-- EXTRAIT PRÉSENTÉ --
§
Les augmentations de l'incidence chez les adultes de moins de 50 ans sont les plus prononcées pour le cancer du rectum, en particulier dans le groupe des 20 à 29 ans, où l'incidence du cancer du rectum a augmenté de 18,1% par an au Danemark et de 10,6% en Norvège au cours de cette dernière décennie.
Sur la même période, des diminutions significatives de l'incidence du cancer du côlon ont été observées chaque année chez les personnes de plus de 50 ans en Australie (de 1,6 %), au Canada (1,9 %) et en Nouvelle-Zélande (3,4 %), et de cancer rectal en Australie (2,4 %), au Canada (1,2 %) et au Royaume-Uni (1,2 %).
Une étude observationnelle
Cette étude est la première du genre à examiner et à comparer de façon exhaustive les évolutions annuelles de l'incidence du cancer colorectal selon l'âge, et ses conclusions permettent de dégager des tendances divergentes pour différents groupes d'âge.
§
-- DONNÉES FOURNIES --
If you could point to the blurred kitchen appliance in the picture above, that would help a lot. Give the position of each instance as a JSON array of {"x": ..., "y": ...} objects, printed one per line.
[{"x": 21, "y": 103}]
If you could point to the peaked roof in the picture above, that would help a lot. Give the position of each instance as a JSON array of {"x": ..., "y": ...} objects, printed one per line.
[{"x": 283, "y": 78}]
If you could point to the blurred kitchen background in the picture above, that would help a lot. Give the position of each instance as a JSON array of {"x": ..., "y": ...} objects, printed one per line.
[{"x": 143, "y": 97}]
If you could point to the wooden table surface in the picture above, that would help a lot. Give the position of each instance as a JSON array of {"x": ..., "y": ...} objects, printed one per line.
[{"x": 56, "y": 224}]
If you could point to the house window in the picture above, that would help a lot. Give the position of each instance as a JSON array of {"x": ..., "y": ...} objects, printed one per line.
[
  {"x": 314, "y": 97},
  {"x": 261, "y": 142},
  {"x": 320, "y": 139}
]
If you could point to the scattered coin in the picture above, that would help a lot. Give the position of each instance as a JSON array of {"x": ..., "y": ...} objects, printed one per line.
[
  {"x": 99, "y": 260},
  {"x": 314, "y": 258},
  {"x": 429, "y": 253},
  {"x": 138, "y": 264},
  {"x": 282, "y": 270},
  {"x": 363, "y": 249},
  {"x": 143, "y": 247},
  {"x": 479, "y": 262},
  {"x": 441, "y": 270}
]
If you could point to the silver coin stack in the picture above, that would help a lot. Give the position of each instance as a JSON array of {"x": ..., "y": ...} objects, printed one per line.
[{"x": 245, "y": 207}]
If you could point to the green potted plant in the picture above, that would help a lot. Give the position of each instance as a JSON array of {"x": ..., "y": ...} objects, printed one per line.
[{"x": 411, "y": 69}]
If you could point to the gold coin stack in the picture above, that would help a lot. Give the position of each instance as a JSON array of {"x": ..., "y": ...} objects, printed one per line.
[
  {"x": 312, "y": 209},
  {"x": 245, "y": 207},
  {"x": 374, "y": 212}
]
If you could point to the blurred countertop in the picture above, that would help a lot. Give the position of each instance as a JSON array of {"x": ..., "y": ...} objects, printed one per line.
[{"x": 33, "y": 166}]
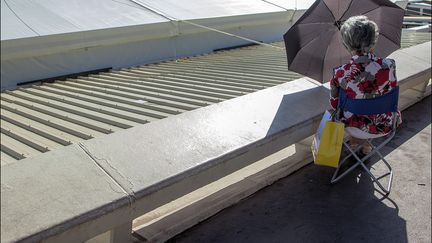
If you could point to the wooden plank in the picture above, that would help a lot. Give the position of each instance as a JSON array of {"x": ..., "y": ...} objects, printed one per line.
[{"x": 171, "y": 219}]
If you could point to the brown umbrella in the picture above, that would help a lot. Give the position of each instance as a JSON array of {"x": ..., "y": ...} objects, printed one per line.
[{"x": 314, "y": 44}]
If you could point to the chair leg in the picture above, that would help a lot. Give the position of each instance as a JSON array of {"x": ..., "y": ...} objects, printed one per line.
[
  {"x": 337, "y": 177},
  {"x": 360, "y": 162}
]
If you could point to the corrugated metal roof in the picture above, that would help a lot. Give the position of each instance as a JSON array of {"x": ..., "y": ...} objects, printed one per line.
[{"x": 44, "y": 117}]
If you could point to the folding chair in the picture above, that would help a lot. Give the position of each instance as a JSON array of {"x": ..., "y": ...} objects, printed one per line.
[{"x": 377, "y": 105}]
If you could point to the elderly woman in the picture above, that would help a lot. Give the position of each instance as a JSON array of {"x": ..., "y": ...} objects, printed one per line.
[{"x": 365, "y": 76}]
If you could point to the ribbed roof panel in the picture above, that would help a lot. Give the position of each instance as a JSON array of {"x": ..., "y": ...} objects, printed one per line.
[{"x": 41, "y": 118}]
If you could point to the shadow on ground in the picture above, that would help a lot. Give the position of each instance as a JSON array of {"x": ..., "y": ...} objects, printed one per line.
[{"x": 305, "y": 207}]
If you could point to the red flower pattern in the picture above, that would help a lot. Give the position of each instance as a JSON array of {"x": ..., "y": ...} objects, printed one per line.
[{"x": 356, "y": 74}]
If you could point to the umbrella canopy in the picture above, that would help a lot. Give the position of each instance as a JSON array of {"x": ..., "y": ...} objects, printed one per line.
[{"x": 314, "y": 43}]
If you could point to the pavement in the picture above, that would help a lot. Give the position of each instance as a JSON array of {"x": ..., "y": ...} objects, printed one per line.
[{"x": 305, "y": 207}]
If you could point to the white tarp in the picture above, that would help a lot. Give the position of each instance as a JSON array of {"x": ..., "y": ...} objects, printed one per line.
[
  {"x": 30, "y": 18},
  {"x": 196, "y": 9},
  {"x": 27, "y": 18},
  {"x": 47, "y": 38}
]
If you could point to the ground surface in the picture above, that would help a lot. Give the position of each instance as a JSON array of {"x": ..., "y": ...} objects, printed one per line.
[{"x": 304, "y": 207}]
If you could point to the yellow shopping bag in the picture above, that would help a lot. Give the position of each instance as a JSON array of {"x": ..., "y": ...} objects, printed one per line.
[{"x": 327, "y": 142}]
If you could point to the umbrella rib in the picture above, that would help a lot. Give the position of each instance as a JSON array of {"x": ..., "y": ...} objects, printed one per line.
[
  {"x": 343, "y": 15},
  {"x": 329, "y": 10}
]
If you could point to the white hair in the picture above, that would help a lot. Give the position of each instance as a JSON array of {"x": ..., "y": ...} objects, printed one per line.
[{"x": 359, "y": 34}]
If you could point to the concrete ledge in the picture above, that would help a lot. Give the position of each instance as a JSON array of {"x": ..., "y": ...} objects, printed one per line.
[{"x": 87, "y": 189}]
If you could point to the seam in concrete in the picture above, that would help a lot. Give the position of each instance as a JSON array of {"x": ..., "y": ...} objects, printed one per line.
[{"x": 127, "y": 191}]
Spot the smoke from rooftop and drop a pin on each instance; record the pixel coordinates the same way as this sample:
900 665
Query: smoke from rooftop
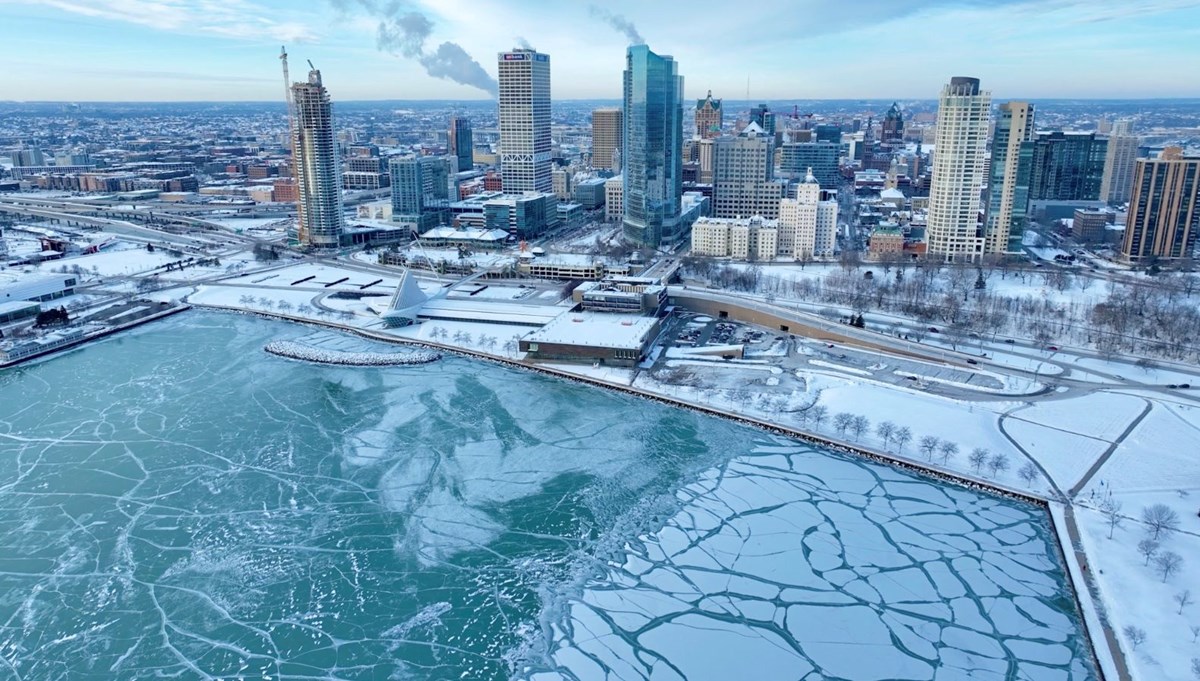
619 23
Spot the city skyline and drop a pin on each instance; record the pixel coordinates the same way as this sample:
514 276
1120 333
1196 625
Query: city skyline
192 50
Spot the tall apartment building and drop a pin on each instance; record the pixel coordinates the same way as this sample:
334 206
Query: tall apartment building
808 222
821 158
749 239
316 164
744 175
1067 166
1008 188
525 120
1120 163
462 144
709 118
1164 210
653 148
959 162
892 131
606 133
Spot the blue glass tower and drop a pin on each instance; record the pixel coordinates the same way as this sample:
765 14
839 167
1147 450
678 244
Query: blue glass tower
653 148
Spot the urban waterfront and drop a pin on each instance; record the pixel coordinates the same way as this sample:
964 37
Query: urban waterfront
177 501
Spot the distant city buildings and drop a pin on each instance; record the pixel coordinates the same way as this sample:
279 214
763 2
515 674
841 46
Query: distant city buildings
1164 209
959 172
653 148
1008 187
709 118
744 175
462 145
525 120
316 166
606 138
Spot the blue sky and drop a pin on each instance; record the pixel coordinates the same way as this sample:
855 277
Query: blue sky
227 49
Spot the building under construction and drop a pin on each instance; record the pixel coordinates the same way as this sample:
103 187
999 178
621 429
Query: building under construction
315 162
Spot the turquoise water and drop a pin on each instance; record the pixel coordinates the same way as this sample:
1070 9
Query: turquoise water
177 502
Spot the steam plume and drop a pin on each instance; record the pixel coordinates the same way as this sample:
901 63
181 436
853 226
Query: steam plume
619 23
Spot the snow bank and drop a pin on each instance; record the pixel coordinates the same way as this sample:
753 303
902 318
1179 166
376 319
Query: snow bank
300 351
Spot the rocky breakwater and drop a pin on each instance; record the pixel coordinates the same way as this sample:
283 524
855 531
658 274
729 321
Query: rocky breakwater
294 350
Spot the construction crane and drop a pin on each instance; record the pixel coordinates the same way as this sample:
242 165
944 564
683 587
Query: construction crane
292 131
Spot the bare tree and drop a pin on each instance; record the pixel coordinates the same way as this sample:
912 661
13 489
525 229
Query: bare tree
819 413
928 445
948 450
1137 637
1168 564
1111 510
978 458
1183 598
1161 519
843 421
1029 472
861 425
997 464
1147 548
886 431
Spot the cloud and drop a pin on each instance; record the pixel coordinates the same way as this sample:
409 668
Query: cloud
617 22
231 18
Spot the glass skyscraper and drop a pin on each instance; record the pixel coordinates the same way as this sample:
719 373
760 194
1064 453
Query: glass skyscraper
316 166
653 148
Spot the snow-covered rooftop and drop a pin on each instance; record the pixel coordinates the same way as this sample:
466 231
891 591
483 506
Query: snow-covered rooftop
597 330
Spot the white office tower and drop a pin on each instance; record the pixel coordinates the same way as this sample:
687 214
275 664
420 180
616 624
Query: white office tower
1120 163
960 161
317 168
798 221
525 121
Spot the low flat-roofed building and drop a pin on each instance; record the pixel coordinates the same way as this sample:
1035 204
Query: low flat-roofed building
36 287
467 237
595 337
633 295
18 311
570 266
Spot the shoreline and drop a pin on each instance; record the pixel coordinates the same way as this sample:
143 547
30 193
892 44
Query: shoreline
1061 543
89 337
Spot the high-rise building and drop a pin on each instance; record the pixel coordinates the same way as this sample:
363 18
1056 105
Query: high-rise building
893 126
1008 188
1164 210
653 148
1119 163
959 162
606 126
765 118
743 175
1067 167
420 190
709 118
798 221
821 158
316 163
28 156
525 120
462 145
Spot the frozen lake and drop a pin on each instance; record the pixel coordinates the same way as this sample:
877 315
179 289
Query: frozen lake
177 502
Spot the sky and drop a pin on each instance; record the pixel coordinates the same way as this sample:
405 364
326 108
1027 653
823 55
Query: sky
445 49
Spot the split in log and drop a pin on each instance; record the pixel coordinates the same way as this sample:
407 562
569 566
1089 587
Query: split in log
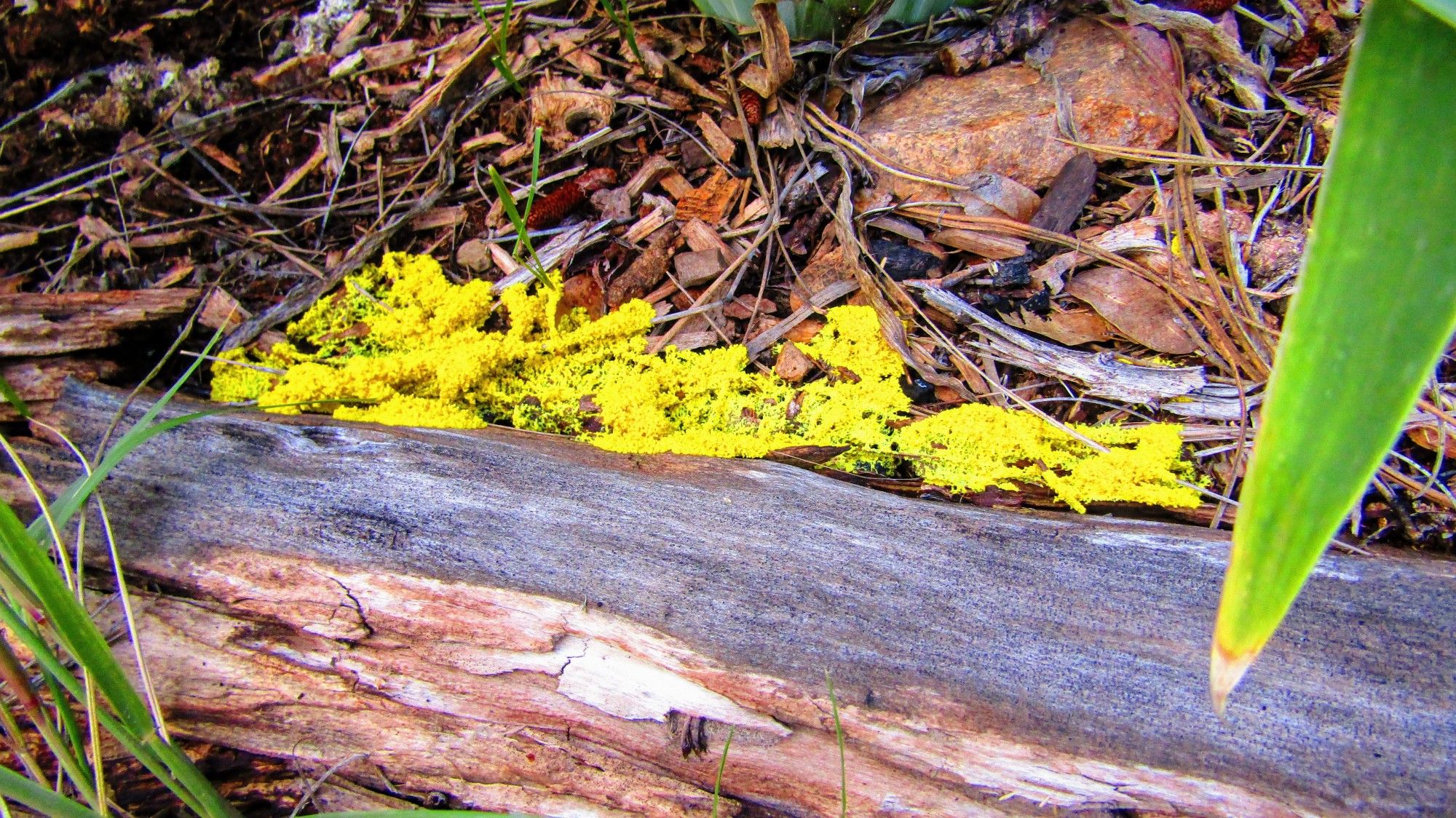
52 324
529 624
§
-- EXERCICES --
1 - D'après l'extrait sur l'incidence du cancer colorectal, quelle a été l'augmentation annuelle de l'incidence du cancer du rectum chez les 20 à 29 ans au Danemark au cours de la dernière décennie ?
2 - Poursuivez l'extrait sur l'incidence du cancer colorectal après sa dernière phrase.

-- RÉPONSES AUX EXERCICES --
1 - Elle a augmenté de 18,1 % par an.

2 -
Elle a analysé les données à long terme sur l'incidence du cancer du côlon et du rectum dans 21 registres de population en Australie (1983-2012), au Canada (1995-2014), au Danemark (1978-2012), en Irlande (1995-2013), en Nouvelle-Zélande (1995-2014), en Norvège (1953-2014) et au Royaume-Uni (1995-2014).
Les chercheurs n'avaient pas accès aux données individuelles sur les facteurs de risque et le dépistage, de sorte qu'ils ne pouvaient pas examiner précisément comment les changements à ces facteurs interagissaient avec les tendances du cancer colorectal au fil du temps.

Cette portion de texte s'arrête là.